* **Given task 1**
List every word that the Ghibli museum text puts inside quotation marks.
* **Given task 2**
Carry the account of the Ghibli museum visit forward, picking up after its final sentence.

How do you pronounce “Ghibli” ? I’ve always called it “Gib-Li”. However, I learnt locals pronounce it as “Gee-Bree”. And that makes sense after reading the Japanese katakana form used to spell it.

Getting to the Ghibli museum wasn’t difficult. You can get there via a train and then wait for the specific bus to take you to the location. Note though the bus isn’t free.

We were part of the early few there before they open at 10AM. The one thing you should know if you’re a photographer / Instagram-mer is NO PHOTOGRAPHY is permitted indoors at all times.

The outdoors, however, is free to be photographed. And this big guy above stands on the rooftop. If you do manage to get to the museum before opening hours, you may want to head to the roof first once you enter and snap your shots before the queue forms for the big guy.

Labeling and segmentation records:
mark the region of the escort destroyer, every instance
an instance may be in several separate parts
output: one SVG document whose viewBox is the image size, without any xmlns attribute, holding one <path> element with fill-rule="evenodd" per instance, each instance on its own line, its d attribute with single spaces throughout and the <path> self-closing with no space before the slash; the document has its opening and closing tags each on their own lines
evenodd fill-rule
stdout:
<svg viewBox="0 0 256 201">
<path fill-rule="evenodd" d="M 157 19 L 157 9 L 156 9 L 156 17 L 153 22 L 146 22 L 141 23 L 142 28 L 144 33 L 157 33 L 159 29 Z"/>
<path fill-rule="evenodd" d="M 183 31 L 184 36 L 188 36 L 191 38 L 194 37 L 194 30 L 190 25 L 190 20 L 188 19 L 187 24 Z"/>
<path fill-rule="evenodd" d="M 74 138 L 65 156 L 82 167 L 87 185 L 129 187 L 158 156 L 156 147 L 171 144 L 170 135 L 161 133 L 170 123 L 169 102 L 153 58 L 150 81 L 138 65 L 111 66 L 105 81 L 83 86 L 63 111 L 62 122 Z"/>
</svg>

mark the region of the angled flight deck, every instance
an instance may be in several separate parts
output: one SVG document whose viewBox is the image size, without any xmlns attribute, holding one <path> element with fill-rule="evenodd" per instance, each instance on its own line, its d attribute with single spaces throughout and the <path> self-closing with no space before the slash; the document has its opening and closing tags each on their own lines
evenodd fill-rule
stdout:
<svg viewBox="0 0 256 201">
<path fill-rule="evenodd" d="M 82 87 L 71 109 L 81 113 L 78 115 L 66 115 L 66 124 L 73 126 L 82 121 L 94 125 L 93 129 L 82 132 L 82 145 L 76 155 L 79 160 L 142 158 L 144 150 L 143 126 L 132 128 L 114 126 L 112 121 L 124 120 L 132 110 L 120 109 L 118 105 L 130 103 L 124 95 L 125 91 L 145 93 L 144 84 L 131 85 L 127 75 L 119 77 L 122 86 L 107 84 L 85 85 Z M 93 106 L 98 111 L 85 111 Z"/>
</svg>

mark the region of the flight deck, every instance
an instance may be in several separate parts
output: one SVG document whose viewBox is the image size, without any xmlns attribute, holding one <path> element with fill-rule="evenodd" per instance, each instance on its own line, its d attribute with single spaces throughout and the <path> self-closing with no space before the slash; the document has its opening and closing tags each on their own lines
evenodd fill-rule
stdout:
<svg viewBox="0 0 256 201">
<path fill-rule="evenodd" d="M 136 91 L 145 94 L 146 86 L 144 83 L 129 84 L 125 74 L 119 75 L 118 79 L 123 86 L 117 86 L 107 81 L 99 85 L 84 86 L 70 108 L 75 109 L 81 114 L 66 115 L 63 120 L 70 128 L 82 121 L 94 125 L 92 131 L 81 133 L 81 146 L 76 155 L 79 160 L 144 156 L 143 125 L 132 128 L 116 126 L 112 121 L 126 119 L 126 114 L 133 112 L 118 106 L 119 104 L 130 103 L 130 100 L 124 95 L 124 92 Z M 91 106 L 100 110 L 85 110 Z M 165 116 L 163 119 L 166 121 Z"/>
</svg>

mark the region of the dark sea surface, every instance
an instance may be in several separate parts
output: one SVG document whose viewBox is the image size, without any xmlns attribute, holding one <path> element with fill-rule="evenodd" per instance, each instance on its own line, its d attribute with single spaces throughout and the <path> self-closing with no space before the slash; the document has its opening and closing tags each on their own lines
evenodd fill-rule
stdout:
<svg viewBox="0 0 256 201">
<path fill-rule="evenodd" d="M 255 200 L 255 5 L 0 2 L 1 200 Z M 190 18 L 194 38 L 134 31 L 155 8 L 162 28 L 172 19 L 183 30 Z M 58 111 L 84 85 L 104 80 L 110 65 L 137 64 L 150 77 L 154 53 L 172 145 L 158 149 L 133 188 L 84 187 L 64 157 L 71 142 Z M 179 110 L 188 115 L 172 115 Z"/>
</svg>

* **Exercise output 1**
Ghibli, Gib-Li, Gee-Bree

* **Exercise output 2**
Inside the museum, if you’re an animation fan, artist, animator, designer or someone who appreciates fine work, you’ll love the exhibited items. And like Disneyland, there’s a store inside for you to bring back memorabilia of the Ghibli museum.

Once we were done, we decided to depart and climb the Tokyo Tower to try our luck to see Mount Fuji in the distance.

On the main observatory deck, it was a cloudy day and I didn’t notice a sign pointing whereabout Fuji could be located, unlike others telling you where was Shibuya and etc. But since it was cloudy anyway, we wouldn’t be able to view Fuji. So we left.

Tomorrow we’re saying goodbye to Tokyo, but not Japan just yet. Thank goodness!